What needs to be done: Copy out each line in the entries below that includes the word "sunlit". Matching is case-sensitive.

(Object location annotation data)

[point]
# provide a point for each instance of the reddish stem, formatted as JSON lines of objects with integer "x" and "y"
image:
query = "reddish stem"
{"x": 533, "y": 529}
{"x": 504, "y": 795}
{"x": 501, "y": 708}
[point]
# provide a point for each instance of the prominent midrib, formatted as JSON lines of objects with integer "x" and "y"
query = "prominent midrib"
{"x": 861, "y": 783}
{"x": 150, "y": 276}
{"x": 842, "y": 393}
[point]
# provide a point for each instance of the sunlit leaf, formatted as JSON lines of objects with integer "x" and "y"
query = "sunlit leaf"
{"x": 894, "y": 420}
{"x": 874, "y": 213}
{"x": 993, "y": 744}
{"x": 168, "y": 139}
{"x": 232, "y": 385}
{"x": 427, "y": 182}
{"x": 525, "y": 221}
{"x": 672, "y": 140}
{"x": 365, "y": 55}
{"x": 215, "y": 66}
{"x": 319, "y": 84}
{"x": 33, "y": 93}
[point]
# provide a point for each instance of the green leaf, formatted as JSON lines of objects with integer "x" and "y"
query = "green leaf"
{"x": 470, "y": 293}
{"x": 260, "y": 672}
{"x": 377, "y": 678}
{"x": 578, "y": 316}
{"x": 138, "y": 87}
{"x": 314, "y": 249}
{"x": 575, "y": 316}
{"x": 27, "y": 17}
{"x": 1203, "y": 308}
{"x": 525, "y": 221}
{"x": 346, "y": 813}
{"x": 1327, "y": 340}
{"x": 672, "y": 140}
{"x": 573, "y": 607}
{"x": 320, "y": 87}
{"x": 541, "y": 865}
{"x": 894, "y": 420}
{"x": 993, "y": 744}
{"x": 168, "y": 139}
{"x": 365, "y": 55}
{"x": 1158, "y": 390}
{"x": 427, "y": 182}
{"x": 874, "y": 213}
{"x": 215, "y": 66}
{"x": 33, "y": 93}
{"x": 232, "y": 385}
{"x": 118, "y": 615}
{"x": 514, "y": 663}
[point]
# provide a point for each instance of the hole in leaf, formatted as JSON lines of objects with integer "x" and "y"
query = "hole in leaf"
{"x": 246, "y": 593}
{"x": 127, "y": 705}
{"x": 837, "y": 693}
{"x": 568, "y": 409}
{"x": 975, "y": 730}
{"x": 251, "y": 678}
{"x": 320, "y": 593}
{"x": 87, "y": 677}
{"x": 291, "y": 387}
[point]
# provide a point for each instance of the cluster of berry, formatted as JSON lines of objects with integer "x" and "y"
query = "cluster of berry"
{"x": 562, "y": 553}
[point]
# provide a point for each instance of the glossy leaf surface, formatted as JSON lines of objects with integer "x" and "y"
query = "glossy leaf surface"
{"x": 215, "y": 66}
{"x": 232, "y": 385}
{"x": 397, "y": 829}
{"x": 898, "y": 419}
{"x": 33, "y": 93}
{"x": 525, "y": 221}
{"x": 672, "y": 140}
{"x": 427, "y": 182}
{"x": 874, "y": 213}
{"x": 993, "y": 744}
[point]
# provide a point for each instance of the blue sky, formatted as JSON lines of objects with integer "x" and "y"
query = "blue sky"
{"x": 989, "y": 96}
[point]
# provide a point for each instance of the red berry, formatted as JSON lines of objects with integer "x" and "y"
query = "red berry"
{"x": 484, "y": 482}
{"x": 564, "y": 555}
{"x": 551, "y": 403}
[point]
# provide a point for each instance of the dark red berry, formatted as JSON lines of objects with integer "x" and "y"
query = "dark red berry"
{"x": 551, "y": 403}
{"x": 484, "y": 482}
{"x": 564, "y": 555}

Worked solution:
# provide a point for each instance of the sunlit leaf, formatted as JSON lines of objects with integer "x" and "y"
query = "sunlit leaf"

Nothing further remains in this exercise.